▶ INSTRUCTIONS TO FOLLOW:
Copy the lines of the material below verbatim, starting at the line that contains "Identify the stone column" and ending at the line that contains "pixel 24 348", both included.

[Coordinate labeling data]
━━━━━━━━━━━━━━━━━━━━

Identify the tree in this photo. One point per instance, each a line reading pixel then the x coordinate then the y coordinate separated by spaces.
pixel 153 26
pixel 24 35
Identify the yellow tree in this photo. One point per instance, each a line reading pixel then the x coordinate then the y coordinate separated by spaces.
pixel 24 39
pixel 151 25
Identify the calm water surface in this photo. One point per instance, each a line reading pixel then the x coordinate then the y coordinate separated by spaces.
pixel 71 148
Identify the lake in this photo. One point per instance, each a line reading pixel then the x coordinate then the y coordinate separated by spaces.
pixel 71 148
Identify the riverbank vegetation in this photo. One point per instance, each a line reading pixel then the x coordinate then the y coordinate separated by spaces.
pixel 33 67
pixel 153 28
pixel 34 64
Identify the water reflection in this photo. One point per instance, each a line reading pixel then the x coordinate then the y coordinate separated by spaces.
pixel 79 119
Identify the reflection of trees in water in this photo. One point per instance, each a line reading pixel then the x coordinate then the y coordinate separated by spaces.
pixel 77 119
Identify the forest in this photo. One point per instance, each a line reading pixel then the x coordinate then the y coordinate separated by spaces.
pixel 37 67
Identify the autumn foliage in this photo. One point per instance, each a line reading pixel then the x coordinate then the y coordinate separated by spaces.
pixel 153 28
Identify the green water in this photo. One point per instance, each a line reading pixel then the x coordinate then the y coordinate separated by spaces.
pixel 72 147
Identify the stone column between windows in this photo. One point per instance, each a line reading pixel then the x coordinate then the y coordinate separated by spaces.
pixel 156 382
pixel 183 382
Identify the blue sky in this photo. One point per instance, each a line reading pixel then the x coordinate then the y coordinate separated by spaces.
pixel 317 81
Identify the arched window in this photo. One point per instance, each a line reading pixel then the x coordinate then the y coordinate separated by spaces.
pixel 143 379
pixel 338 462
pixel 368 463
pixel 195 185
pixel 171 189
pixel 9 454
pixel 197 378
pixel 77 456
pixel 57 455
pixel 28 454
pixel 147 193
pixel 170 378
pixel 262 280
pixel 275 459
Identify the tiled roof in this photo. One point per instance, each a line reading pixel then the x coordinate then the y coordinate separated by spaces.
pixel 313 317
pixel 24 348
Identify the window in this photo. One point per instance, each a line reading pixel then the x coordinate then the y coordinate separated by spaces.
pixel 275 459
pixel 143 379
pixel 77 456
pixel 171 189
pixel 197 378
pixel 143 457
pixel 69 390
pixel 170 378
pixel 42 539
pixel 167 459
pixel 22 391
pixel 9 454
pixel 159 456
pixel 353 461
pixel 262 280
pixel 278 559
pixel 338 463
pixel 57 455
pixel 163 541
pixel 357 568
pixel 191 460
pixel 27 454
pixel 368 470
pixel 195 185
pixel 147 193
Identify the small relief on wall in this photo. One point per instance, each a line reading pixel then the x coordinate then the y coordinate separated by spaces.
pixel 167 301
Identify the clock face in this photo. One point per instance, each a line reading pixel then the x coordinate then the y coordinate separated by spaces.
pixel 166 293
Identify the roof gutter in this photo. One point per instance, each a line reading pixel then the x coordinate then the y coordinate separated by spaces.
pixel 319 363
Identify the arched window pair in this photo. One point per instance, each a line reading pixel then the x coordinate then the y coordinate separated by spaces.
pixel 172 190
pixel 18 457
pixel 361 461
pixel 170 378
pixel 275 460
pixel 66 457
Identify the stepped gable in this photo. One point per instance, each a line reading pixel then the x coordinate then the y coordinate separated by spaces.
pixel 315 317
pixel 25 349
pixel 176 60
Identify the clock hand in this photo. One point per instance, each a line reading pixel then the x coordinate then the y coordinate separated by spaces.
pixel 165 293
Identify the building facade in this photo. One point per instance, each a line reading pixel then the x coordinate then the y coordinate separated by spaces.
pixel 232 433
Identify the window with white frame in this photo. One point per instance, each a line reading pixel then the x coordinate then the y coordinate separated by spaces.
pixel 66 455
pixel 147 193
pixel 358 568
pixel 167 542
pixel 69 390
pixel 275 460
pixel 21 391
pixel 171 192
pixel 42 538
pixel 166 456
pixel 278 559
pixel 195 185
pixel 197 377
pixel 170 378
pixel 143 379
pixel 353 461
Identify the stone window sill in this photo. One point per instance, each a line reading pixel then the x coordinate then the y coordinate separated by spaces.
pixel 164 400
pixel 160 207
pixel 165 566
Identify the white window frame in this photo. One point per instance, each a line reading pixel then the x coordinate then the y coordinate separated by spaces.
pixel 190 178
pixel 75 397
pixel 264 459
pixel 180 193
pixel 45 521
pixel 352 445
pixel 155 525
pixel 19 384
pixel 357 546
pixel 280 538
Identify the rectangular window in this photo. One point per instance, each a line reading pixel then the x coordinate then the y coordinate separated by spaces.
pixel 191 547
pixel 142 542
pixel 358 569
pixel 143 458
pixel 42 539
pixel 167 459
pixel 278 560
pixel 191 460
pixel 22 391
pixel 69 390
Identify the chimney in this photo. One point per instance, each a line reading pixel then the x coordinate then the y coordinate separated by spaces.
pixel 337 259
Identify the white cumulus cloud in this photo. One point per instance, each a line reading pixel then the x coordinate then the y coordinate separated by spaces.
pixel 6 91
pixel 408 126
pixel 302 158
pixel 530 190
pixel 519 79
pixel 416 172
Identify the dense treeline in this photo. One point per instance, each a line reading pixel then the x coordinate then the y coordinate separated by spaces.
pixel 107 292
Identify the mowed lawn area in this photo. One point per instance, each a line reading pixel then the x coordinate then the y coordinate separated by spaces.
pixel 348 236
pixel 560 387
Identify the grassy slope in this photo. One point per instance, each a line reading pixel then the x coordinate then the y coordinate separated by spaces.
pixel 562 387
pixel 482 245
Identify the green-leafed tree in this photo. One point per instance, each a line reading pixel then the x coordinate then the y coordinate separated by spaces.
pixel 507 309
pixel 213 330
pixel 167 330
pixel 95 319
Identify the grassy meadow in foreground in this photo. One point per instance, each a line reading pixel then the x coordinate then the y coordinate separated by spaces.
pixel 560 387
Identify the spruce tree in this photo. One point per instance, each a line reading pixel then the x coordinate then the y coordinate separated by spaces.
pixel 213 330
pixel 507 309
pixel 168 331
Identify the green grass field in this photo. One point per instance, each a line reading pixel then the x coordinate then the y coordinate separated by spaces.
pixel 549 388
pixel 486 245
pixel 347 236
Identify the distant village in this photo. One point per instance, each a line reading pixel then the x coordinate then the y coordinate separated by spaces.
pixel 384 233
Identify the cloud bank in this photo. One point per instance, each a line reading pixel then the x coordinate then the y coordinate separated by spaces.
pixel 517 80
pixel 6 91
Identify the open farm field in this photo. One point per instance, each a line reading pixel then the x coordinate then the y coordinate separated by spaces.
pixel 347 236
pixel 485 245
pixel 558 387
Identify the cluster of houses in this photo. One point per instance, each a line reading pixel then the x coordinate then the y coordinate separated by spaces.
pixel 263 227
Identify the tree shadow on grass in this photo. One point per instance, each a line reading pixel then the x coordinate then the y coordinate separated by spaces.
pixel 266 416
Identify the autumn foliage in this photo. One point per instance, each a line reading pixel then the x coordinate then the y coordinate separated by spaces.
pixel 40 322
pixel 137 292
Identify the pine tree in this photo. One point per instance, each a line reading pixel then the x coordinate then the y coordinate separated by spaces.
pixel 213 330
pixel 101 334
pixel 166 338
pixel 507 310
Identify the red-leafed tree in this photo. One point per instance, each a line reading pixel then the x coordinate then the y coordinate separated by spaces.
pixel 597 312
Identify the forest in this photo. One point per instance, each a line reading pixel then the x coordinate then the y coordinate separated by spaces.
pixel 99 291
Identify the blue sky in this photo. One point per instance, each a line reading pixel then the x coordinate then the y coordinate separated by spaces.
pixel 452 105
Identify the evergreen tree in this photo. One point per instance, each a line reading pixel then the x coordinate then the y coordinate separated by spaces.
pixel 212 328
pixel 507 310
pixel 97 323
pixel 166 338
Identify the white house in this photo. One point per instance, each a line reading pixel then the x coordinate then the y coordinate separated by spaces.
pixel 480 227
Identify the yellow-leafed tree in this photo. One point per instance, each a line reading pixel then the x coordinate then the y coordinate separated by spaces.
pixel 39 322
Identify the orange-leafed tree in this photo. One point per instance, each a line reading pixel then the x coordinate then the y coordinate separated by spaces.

━━━━━━━━━━━━━━━━━━━━

▶ SOLUTION FOR THIS PROBLEM:
Identify the stone column between windows in this photo. One point per instance, each a line reading pixel then the x coordinate then the y coordinate separated by spaces.
pixel 156 382
pixel 183 382
Identify the blue sky in this photo. One point per instance, each a line reading pixel then the x coordinate then the y coordinate separated by spaces.
pixel 317 81
Identify the arched window in this photo. One point per instance, each a line reading pixel then the x coordinate then the y coordinate separated by spaces.
pixel 143 379
pixel 338 462
pixel 368 463
pixel 195 185
pixel 171 189
pixel 9 454
pixel 197 378
pixel 77 456
pixel 57 455
pixel 28 454
pixel 147 193
pixel 170 378
pixel 262 280
pixel 275 459
Identify the tiled roof in this photo. One point per instance, each a line reading pixel then the x coordinate then the y coordinate separated by spaces.
pixel 313 317
pixel 24 348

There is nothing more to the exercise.